▶ **TASK**:
Return every line in the entries below that contains the word "concrete".
--- BEGIN RAW RECORDS ---
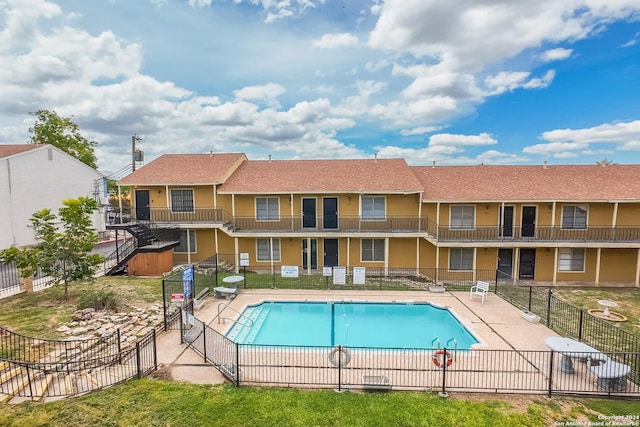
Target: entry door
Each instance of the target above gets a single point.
(505, 263)
(506, 221)
(527, 263)
(528, 221)
(330, 213)
(330, 252)
(314, 254)
(143, 211)
(309, 213)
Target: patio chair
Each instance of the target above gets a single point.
(480, 288)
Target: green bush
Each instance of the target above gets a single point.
(100, 300)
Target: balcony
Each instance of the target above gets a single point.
(342, 224)
(540, 234)
(390, 224)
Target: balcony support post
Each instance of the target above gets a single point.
(598, 255)
(638, 269)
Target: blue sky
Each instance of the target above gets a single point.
(460, 82)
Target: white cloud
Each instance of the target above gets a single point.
(450, 139)
(372, 66)
(506, 81)
(563, 143)
(200, 3)
(615, 133)
(555, 148)
(336, 40)
(261, 92)
(633, 41)
(557, 54)
(450, 148)
(420, 130)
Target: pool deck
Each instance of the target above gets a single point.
(496, 323)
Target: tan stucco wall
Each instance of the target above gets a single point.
(618, 265)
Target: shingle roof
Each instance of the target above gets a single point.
(7, 150)
(502, 183)
(186, 169)
(322, 176)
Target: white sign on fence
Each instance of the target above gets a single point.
(289, 271)
(339, 275)
(244, 259)
(358, 275)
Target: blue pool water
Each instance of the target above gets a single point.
(386, 325)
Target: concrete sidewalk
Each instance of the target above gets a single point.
(182, 363)
(496, 323)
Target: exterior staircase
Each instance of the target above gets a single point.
(145, 237)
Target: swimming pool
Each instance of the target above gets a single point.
(354, 324)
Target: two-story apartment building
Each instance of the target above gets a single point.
(544, 223)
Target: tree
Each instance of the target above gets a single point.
(63, 133)
(63, 255)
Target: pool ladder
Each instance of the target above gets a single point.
(436, 340)
(226, 305)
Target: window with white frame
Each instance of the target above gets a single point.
(267, 208)
(372, 250)
(183, 248)
(571, 259)
(462, 216)
(574, 217)
(373, 207)
(264, 249)
(181, 200)
(461, 259)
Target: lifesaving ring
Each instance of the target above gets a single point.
(441, 357)
(339, 356)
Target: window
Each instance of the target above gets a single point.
(574, 217)
(571, 259)
(462, 217)
(373, 208)
(461, 259)
(267, 209)
(181, 200)
(264, 250)
(372, 249)
(183, 248)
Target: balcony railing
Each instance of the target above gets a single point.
(352, 224)
(540, 234)
(390, 224)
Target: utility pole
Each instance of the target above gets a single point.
(134, 153)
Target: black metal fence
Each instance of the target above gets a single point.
(9, 279)
(340, 367)
(37, 369)
(572, 321)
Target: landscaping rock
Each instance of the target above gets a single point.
(79, 331)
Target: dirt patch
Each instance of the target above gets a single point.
(162, 373)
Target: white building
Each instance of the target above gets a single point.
(34, 177)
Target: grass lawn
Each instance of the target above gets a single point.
(628, 300)
(38, 314)
(153, 402)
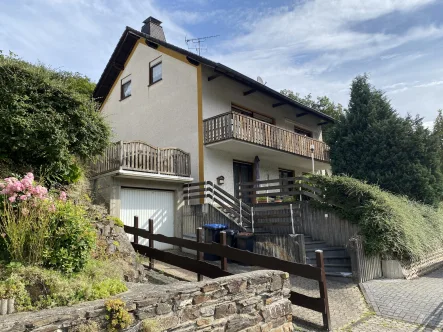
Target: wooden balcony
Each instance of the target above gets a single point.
(142, 157)
(236, 126)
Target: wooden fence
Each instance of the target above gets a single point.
(238, 210)
(142, 157)
(234, 125)
(225, 252)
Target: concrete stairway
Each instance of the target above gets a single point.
(337, 260)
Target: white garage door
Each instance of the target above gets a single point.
(149, 204)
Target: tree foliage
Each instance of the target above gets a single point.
(371, 142)
(48, 119)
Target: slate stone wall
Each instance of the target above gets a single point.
(254, 302)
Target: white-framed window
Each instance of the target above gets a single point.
(125, 87)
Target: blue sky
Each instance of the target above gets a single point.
(308, 46)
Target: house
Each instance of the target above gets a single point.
(223, 127)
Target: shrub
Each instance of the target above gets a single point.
(72, 238)
(117, 221)
(36, 288)
(150, 325)
(118, 317)
(87, 327)
(39, 228)
(49, 119)
(25, 229)
(392, 225)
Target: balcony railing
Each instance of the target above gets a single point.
(142, 157)
(244, 128)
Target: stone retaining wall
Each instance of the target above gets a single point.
(115, 243)
(255, 301)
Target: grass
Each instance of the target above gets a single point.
(36, 288)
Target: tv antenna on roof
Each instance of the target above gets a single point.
(260, 80)
(196, 43)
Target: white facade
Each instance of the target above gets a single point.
(218, 97)
(166, 114)
(163, 114)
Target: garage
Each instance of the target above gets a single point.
(149, 204)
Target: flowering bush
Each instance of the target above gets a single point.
(37, 227)
(22, 190)
(25, 189)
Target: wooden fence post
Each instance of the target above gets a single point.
(223, 260)
(199, 253)
(136, 226)
(323, 290)
(151, 242)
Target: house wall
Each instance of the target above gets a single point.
(221, 163)
(107, 191)
(219, 93)
(164, 114)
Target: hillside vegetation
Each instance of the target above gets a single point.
(392, 225)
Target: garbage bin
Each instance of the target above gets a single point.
(245, 241)
(231, 239)
(212, 234)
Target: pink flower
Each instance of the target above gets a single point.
(25, 211)
(26, 182)
(63, 196)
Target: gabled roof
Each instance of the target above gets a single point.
(130, 37)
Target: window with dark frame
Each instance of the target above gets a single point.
(125, 90)
(302, 131)
(155, 73)
(284, 174)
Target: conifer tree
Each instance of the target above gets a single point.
(371, 142)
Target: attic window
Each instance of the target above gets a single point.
(125, 88)
(155, 73)
(302, 131)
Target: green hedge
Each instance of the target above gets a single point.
(392, 225)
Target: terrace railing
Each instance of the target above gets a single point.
(233, 125)
(142, 157)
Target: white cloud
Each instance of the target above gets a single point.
(311, 46)
(426, 85)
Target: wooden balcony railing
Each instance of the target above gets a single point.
(142, 157)
(233, 125)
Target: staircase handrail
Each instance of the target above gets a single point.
(213, 192)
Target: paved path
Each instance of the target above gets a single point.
(417, 301)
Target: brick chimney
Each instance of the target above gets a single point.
(152, 27)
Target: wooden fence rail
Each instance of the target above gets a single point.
(297, 188)
(202, 268)
(142, 157)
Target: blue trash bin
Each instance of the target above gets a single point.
(212, 234)
(245, 241)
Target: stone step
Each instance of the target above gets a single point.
(337, 268)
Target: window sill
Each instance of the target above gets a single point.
(151, 84)
(125, 98)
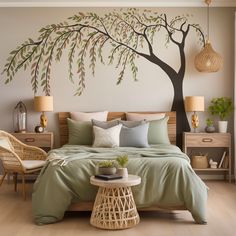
--- END RAW RECORDS ---
▶ **EXERCISE SOLUTION**:
Target: concrete sidewalk
Target: concrete stairway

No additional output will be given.